■ YOUR TASK: Write each entry down again precisely, skipping nothing.

[Stored records]
"""
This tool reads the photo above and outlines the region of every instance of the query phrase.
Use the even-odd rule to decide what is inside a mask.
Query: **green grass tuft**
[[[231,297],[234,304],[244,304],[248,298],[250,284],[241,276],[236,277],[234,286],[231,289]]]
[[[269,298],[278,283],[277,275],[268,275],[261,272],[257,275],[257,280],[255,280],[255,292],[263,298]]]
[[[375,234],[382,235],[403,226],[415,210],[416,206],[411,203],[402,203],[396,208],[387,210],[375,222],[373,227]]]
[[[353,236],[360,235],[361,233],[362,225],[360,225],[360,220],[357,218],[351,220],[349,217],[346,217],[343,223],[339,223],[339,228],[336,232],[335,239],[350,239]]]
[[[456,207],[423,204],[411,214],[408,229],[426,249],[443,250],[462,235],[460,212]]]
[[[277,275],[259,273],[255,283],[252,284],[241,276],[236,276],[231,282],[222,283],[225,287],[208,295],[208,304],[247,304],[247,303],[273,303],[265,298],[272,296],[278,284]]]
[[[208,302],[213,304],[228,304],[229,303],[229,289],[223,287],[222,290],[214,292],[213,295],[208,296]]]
"""
■ ANSWER BELOW:
This tool reads the photo above and outlines the region of every instance of the query phrase.
Use the even-odd rule to decide what is inside a mask.
Query: **green grass tuft**
[[[231,297],[234,304],[244,304],[248,298],[250,284],[241,276],[236,277],[234,286],[231,289]]]
[[[269,298],[278,283],[277,275],[268,275],[261,272],[257,275],[257,280],[255,280],[255,292],[263,298]]]
[[[375,234],[382,235],[403,226],[415,210],[416,206],[411,203],[402,203],[396,208],[387,210],[375,222],[373,227]]]
[[[353,236],[360,235],[361,233],[362,225],[360,225],[360,220],[357,218],[351,220],[349,217],[346,217],[343,223],[339,223],[339,228],[336,232],[335,239],[350,239]]]
[[[456,207],[423,204],[411,214],[408,229],[426,249],[443,250],[462,235],[460,212]]]
[[[277,275],[259,273],[255,283],[252,284],[241,276],[236,276],[231,282],[222,283],[225,287],[208,295],[208,304],[247,304],[247,303],[273,303],[265,298],[272,296],[278,284]]]
[[[208,302],[213,304],[228,304],[229,303],[229,289],[223,287],[222,290],[214,292],[213,295],[208,296]]]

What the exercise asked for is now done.